Written request 1
In the pylint crash report, list every function name that appears after the word "in" on a "File" line of the traceback, in the order shown.
Written request 2
Reproduce the pylint crash report from "pylint crashed with" up to and including "MANAGER.ast_from_file(filepath, modname, source=True)".

Document
BaseT = TypeVar("BaseT")
T = TypeVar("T", bound=BaseT)
U = TypeVar("U")


class ConfigBase(Protocol[BaseT]):
    ...


class Config(ConfigBase[T], Protocol[U]):
    ...


@dataclasses.dataclass
class DatasetConfig(Config[T, U]):
    ...

Command used

pylint a.py

Pylint output

pylint crashed with a ``AstroidBuildingError`` and with the following stacktrace:
Traceback (most recent call last):
  File "<path>/venvs/notebook/lib/python3.11/site-packages/pylint/lint/pylinter.py", line 976, in get_ast
    return MANAGER.ast_from_file(filepath, modname, source=True)
           ^^^^^^^^^^^^^^^^^^^^^^^^^^^^^^^^^^^^^^^^^^^^^^^^^^^^^
  File "<path>/Python/astroid/astroid/manager.py", line 167, in ast_from_file
    return AstroidBuilder(self).file_build(filepath, modname)
           ^^^^^^^^^^^^^^^^^^^^^^^^^^^^^^^^^^^^^^^^^^^^^^^^^^
  File "<path>/Python/astroid/astroid/builder.py", line 145, in file_build
    return self._post_build(module, builder, encoding)
           ^^^^^^^^^^^^^^^^^^^^^^^^^^^^^^^^^^^^^^^^^^^
  File "<path>/Python/astroid/astroid/builder.py", line 173, in _post_build
    module = self._manager.visit_transforms(module)
             ^^^^^^^^^^^^^^^^^^^^^^^^^^^^^^^^^^^^^^
  File "<path>/Python/astroid/astroid/manager.py", line 128, in visit_transforms
    return self._transform.visit(node)
           ^^^^^^^^^^^^^^^^^^^^^^^^^^^
  File "<path>/Python/astroid/astroid/transforms.py", line 162, in visit
    return self._visit(node)
           ^^^^^^^^^^^^^^^^^
  File "<path>/Python/astroid/astroid/transforms.py", line 84, in _visit
    visited = self._visit_generic(value)

Records of labeled points:

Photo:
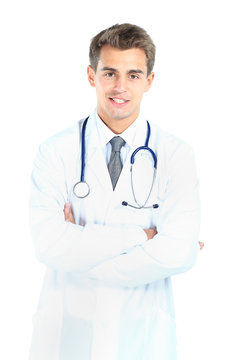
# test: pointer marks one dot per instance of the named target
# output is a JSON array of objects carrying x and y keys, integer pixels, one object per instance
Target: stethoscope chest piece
[{"x": 81, "y": 189}]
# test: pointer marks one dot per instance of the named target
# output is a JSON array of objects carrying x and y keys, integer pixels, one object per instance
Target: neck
[{"x": 118, "y": 126}]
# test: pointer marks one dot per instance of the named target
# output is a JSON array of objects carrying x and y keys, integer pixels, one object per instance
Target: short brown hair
[{"x": 123, "y": 36}]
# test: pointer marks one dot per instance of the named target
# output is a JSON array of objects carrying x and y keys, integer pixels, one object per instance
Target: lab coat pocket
[
  {"x": 47, "y": 323},
  {"x": 162, "y": 342}
]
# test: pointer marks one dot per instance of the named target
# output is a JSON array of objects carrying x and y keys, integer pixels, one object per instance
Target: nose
[{"x": 120, "y": 84}]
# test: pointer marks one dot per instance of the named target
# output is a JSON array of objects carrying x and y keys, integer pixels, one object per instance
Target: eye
[{"x": 134, "y": 76}]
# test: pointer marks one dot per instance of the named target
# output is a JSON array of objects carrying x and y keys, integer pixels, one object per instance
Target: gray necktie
[{"x": 115, "y": 163}]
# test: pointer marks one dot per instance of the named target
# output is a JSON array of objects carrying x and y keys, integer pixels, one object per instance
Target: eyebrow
[{"x": 132, "y": 71}]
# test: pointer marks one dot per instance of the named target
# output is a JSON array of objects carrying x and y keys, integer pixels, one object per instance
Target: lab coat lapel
[
  {"x": 95, "y": 161},
  {"x": 123, "y": 187}
]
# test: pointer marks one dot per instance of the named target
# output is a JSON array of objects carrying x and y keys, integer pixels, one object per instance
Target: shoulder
[
  {"x": 63, "y": 141},
  {"x": 167, "y": 144}
]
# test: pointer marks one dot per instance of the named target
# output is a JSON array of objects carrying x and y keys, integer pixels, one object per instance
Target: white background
[{"x": 44, "y": 54}]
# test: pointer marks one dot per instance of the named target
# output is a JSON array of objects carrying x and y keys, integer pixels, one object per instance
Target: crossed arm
[{"x": 69, "y": 217}]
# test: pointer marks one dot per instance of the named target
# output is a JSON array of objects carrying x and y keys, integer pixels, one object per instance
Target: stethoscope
[{"x": 81, "y": 189}]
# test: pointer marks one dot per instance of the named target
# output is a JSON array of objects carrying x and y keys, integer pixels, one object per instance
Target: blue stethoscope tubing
[{"x": 81, "y": 188}]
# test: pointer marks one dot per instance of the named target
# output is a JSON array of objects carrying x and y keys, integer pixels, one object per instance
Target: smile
[{"x": 118, "y": 102}]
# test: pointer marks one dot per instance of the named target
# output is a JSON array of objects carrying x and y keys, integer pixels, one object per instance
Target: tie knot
[{"x": 117, "y": 142}]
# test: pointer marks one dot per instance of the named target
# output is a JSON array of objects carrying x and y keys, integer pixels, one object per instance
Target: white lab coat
[{"x": 107, "y": 292}]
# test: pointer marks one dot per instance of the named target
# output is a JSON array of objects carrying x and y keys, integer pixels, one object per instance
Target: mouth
[{"x": 118, "y": 101}]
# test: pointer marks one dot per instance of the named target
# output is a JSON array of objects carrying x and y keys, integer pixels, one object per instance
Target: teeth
[{"x": 119, "y": 101}]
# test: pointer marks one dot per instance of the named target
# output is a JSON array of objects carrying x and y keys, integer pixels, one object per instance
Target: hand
[{"x": 68, "y": 213}]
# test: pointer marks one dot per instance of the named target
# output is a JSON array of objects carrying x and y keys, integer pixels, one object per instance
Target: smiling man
[{"x": 114, "y": 214}]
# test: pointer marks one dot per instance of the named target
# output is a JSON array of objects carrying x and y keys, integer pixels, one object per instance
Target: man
[{"x": 107, "y": 291}]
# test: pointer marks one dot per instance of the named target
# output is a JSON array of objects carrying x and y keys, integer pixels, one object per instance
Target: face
[{"x": 120, "y": 81}]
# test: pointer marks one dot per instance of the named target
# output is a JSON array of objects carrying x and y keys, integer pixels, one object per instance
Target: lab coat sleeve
[
  {"x": 62, "y": 245},
  {"x": 175, "y": 248}
]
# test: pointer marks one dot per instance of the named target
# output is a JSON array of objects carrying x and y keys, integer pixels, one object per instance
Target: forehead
[{"x": 133, "y": 58}]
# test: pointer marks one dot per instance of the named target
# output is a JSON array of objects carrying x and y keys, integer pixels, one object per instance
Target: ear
[
  {"x": 150, "y": 79},
  {"x": 91, "y": 75}
]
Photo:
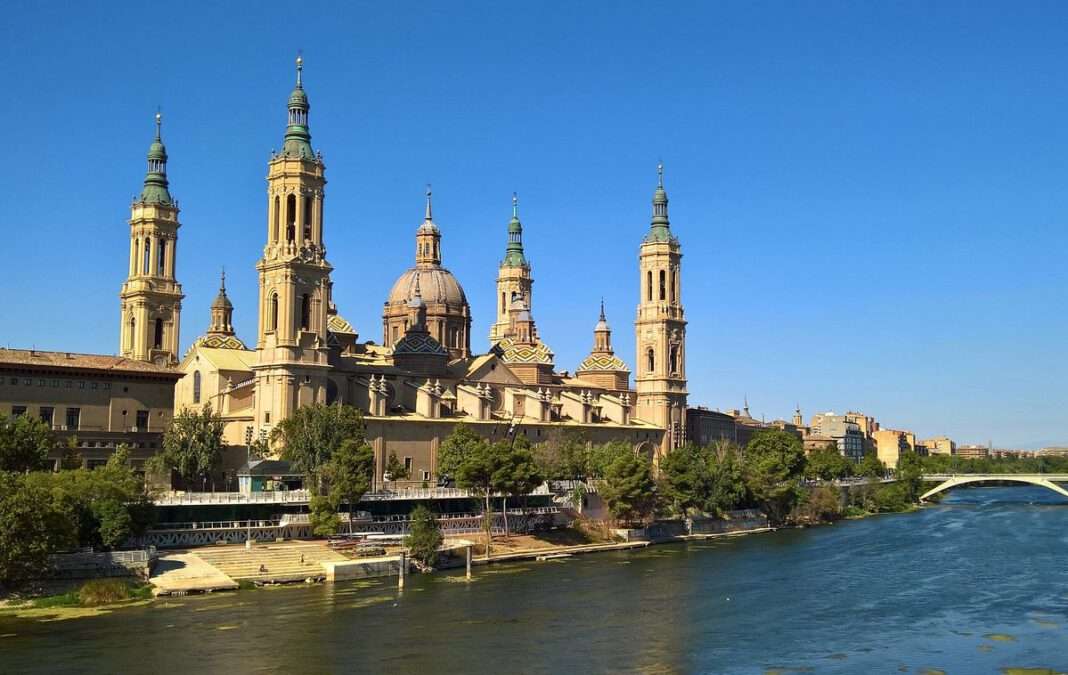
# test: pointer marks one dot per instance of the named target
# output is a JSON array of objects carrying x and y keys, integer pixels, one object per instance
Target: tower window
[
  {"x": 291, "y": 217},
  {"x": 308, "y": 218},
  {"x": 278, "y": 215}
]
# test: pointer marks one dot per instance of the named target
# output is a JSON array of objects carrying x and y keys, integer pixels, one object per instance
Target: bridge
[{"x": 1049, "y": 481}]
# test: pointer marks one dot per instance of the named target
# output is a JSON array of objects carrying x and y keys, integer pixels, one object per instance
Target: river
[{"x": 973, "y": 585}]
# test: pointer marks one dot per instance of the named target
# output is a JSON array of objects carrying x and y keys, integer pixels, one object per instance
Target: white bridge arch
[{"x": 1049, "y": 481}]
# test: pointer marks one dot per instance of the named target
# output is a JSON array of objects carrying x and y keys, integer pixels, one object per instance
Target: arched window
[
  {"x": 291, "y": 217},
  {"x": 308, "y": 219},
  {"x": 278, "y": 215}
]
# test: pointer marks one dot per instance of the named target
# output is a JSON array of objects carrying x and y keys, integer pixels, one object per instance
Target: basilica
[{"x": 423, "y": 376}]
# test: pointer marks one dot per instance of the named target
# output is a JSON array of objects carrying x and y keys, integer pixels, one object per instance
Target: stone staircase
[{"x": 282, "y": 561}]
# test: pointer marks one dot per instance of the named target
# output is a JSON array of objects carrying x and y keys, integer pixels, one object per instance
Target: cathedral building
[{"x": 424, "y": 377}]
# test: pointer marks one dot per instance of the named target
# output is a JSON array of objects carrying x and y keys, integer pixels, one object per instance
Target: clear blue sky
[{"x": 872, "y": 198}]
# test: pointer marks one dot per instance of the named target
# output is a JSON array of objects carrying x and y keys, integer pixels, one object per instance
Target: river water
[{"x": 976, "y": 584}]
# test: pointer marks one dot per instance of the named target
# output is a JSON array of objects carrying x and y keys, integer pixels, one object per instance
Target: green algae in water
[{"x": 1000, "y": 637}]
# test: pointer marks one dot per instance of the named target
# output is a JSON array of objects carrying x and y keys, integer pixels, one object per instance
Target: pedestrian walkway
[{"x": 288, "y": 561}]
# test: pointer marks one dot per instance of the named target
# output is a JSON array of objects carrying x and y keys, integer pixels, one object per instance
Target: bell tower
[
  {"x": 514, "y": 277},
  {"x": 295, "y": 282},
  {"x": 660, "y": 328},
  {"x": 151, "y": 298}
]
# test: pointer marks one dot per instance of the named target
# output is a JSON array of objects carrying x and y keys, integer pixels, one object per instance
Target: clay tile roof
[{"x": 35, "y": 358}]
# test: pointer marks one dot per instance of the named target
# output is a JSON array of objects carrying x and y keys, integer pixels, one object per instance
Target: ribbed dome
[{"x": 436, "y": 285}]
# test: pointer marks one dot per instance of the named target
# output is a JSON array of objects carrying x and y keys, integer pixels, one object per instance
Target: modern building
[
  {"x": 100, "y": 401},
  {"x": 845, "y": 433},
  {"x": 425, "y": 377},
  {"x": 940, "y": 445}
]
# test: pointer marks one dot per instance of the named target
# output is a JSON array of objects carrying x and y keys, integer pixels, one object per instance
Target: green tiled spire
[
  {"x": 514, "y": 254},
  {"x": 298, "y": 139},
  {"x": 659, "y": 230},
  {"x": 155, "y": 181}
]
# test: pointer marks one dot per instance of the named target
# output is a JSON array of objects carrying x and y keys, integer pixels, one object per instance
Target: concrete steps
[{"x": 282, "y": 561}]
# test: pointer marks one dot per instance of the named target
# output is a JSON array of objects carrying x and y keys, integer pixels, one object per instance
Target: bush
[
  {"x": 424, "y": 537},
  {"x": 103, "y": 592}
]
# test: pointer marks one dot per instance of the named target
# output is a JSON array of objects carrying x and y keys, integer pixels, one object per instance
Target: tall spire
[
  {"x": 155, "y": 179},
  {"x": 514, "y": 253},
  {"x": 659, "y": 230},
  {"x": 298, "y": 139}
]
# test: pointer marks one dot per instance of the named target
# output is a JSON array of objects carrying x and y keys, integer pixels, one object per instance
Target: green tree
[
  {"x": 323, "y": 515},
  {"x": 396, "y": 469},
  {"x": 349, "y": 472},
  {"x": 628, "y": 487},
  {"x": 25, "y": 443},
  {"x": 192, "y": 445},
  {"x": 313, "y": 434},
  {"x": 32, "y": 526},
  {"x": 827, "y": 464},
  {"x": 686, "y": 477},
  {"x": 872, "y": 467},
  {"x": 774, "y": 461},
  {"x": 910, "y": 474},
  {"x": 424, "y": 537}
]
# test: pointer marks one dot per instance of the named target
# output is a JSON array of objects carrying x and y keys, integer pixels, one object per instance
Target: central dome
[{"x": 436, "y": 284}]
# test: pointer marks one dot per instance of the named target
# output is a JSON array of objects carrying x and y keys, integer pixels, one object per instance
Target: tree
[
  {"x": 628, "y": 488},
  {"x": 872, "y": 467},
  {"x": 25, "y": 443},
  {"x": 32, "y": 526},
  {"x": 424, "y": 536},
  {"x": 774, "y": 461},
  {"x": 395, "y": 468},
  {"x": 192, "y": 445},
  {"x": 563, "y": 456},
  {"x": 827, "y": 464},
  {"x": 910, "y": 474},
  {"x": 349, "y": 472},
  {"x": 323, "y": 515},
  {"x": 686, "y": 477},
  {"x": 517, "y": 473},
  {"x": 313, "y": 434}
]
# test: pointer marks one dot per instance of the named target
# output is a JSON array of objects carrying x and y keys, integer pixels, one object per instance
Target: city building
[
  {"x": 940, "y": 445},
  {"x": 846, "y": 433},
  {"x": 103, "y": 402}
]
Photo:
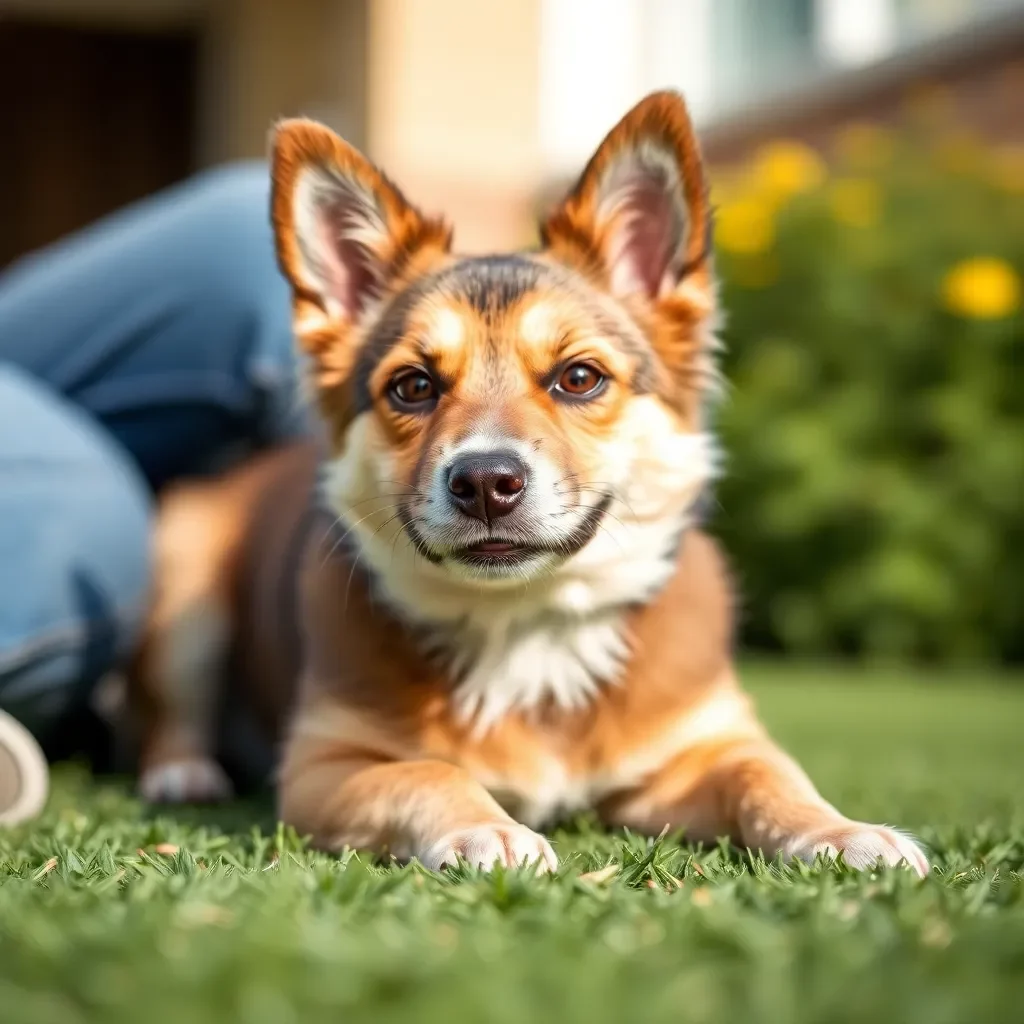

Final result 1
get_ast, ast_from_file, file_build, _post_build, visit_transforms, visit, _visit

Final result 2
pylint crashed with a ``AstroidBuildingError`` and with the following stacktrace:
Traceback (most recent call last):
  File "<path>/venvs/notebook/lib/python3.11/site-packages/pylint/lint/pylinter.py", line 976, in get_ast
    return MANAGER.ast_from_file(filepath, modname, source=True)